■ **What to produce**:
Write out only the lines running from the one that contains "for the soldier" to the end of the material, both ends included.
====== Extracted data ======
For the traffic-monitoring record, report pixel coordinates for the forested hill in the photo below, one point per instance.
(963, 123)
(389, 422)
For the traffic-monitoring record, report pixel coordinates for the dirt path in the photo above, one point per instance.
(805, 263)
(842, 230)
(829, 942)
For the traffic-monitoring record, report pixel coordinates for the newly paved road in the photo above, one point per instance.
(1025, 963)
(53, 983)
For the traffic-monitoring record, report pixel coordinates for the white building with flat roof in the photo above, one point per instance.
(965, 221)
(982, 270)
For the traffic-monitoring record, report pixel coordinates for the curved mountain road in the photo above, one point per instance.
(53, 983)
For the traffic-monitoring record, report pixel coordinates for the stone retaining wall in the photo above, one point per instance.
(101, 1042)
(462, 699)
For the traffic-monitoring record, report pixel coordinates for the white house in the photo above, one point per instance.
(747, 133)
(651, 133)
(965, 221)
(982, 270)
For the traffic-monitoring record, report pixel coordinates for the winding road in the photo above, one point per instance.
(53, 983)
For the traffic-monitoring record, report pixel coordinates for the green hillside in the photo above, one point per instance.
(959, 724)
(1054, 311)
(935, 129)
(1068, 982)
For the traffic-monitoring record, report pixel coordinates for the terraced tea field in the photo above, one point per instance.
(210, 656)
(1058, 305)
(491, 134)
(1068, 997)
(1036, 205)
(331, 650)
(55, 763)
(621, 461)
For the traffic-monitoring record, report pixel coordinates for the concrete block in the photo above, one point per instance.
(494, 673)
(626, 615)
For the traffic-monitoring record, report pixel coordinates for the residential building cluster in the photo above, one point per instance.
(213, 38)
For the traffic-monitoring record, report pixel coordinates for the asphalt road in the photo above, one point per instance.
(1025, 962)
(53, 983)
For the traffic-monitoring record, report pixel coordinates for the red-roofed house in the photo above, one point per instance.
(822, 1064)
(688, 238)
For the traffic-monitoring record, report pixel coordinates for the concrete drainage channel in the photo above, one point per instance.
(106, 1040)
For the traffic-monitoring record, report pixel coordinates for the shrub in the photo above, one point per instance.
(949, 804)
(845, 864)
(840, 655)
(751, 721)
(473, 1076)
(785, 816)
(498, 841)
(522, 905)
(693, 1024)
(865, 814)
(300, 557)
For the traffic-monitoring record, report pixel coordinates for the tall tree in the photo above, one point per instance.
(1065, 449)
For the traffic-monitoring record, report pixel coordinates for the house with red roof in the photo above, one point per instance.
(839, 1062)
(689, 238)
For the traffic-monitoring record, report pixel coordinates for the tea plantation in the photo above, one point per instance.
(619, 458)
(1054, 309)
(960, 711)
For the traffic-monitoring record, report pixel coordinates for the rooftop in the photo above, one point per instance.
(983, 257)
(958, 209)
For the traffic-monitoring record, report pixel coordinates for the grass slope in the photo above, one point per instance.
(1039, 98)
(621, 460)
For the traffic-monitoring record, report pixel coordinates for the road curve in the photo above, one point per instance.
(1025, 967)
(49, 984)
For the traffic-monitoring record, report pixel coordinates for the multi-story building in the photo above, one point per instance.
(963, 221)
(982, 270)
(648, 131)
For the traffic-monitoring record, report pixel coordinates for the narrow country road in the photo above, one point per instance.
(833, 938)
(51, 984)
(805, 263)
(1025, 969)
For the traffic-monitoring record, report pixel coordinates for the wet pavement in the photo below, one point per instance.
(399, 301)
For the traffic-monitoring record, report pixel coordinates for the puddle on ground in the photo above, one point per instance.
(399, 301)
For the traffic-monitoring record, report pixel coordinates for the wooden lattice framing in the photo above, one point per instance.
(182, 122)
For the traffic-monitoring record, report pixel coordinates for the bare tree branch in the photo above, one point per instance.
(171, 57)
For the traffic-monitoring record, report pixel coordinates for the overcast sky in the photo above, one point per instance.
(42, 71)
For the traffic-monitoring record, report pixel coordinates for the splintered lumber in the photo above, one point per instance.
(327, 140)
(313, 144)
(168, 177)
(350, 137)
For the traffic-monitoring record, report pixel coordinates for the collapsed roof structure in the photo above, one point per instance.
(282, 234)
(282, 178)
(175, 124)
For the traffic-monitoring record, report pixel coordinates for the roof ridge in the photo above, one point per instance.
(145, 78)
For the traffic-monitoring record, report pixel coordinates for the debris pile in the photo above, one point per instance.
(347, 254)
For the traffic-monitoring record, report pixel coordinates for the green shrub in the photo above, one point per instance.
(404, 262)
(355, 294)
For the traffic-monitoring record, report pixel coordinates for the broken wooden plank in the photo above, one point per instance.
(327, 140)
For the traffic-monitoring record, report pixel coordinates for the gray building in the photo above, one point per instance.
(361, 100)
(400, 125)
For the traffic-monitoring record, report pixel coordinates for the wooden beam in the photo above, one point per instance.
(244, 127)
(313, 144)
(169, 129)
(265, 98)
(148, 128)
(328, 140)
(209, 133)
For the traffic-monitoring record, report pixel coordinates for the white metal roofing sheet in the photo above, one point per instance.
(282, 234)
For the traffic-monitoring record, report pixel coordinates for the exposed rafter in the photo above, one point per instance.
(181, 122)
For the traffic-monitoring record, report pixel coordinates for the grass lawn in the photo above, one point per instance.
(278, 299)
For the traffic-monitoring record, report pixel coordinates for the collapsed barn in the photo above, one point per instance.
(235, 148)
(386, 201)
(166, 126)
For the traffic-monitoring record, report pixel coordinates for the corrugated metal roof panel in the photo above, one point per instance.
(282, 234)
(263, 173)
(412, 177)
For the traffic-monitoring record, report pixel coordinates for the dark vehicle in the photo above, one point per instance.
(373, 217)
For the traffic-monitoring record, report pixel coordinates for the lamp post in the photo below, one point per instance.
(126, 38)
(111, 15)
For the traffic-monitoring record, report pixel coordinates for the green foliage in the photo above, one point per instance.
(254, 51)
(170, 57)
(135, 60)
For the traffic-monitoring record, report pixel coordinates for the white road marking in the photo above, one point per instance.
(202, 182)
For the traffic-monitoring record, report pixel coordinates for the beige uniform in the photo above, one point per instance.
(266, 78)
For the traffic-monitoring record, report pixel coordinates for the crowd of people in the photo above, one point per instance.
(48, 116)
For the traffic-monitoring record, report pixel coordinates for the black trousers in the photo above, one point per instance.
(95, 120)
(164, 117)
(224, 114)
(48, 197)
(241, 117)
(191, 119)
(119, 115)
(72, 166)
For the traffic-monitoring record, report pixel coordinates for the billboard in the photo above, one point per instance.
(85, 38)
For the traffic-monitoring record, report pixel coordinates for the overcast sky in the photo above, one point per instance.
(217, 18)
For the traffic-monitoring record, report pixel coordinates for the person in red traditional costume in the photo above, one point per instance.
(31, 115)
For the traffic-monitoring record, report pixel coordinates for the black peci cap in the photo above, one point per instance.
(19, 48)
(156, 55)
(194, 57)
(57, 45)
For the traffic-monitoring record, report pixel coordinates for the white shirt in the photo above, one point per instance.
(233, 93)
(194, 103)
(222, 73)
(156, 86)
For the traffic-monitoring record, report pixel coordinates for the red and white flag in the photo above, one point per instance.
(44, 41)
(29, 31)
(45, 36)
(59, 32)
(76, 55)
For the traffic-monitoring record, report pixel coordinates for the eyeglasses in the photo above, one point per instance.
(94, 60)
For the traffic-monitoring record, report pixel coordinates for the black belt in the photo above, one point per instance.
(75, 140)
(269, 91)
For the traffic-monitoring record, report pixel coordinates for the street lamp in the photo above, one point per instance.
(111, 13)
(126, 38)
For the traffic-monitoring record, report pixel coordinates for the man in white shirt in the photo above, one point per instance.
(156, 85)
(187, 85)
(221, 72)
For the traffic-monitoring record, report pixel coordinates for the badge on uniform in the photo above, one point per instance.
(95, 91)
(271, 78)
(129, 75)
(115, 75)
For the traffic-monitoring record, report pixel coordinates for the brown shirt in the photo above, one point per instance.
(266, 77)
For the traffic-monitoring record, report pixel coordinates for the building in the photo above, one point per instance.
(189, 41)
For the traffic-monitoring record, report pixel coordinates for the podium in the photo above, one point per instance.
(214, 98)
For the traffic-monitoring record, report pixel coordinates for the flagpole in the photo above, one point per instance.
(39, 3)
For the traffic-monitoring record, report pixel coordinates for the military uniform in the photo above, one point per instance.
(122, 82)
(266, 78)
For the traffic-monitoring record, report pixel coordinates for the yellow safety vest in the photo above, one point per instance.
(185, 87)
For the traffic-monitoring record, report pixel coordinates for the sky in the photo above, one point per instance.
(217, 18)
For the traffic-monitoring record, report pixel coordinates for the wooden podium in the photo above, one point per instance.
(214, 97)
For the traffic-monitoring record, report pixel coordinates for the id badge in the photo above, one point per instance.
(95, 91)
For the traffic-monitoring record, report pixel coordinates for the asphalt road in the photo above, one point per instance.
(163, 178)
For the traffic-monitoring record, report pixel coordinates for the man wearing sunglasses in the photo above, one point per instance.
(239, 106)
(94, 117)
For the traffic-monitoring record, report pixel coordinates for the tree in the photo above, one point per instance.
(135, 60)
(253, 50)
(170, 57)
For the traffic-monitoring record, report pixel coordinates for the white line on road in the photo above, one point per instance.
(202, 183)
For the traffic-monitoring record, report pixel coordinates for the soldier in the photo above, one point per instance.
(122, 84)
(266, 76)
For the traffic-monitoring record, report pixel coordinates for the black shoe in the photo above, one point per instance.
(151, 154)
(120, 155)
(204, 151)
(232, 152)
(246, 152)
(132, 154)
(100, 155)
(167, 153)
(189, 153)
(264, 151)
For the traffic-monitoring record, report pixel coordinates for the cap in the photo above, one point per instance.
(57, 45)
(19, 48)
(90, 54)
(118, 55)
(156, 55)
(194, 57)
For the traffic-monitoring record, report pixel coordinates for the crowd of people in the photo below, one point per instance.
======
■ **Output for this task**:
For the traffic-monitoring record, report pixel coordinates for the soldier in the photo above, one point per instance.
(122, 84)
(266, 76)
For the traffic-monitoring record, report pixel coordinates for the black shoe in the photo above, one point per instance.
(151, 154)
(120, 155)
(204, 151)
(232, 152)
(246, 152)
(132, 154)
(100, 155)
(167, 153)
(189, 153)
(264, 151)
For the traffic-monitoring record, report pixel coordinates for the cap in the photo above, one point per instance.
(57, 45)
(19, 48)
(90, 54)
(118, 55)
(156, 55)
(194, 57)
For the traffic-monitoring record, report pixel coordinates for the crowd of people in the photo below, one point per instance.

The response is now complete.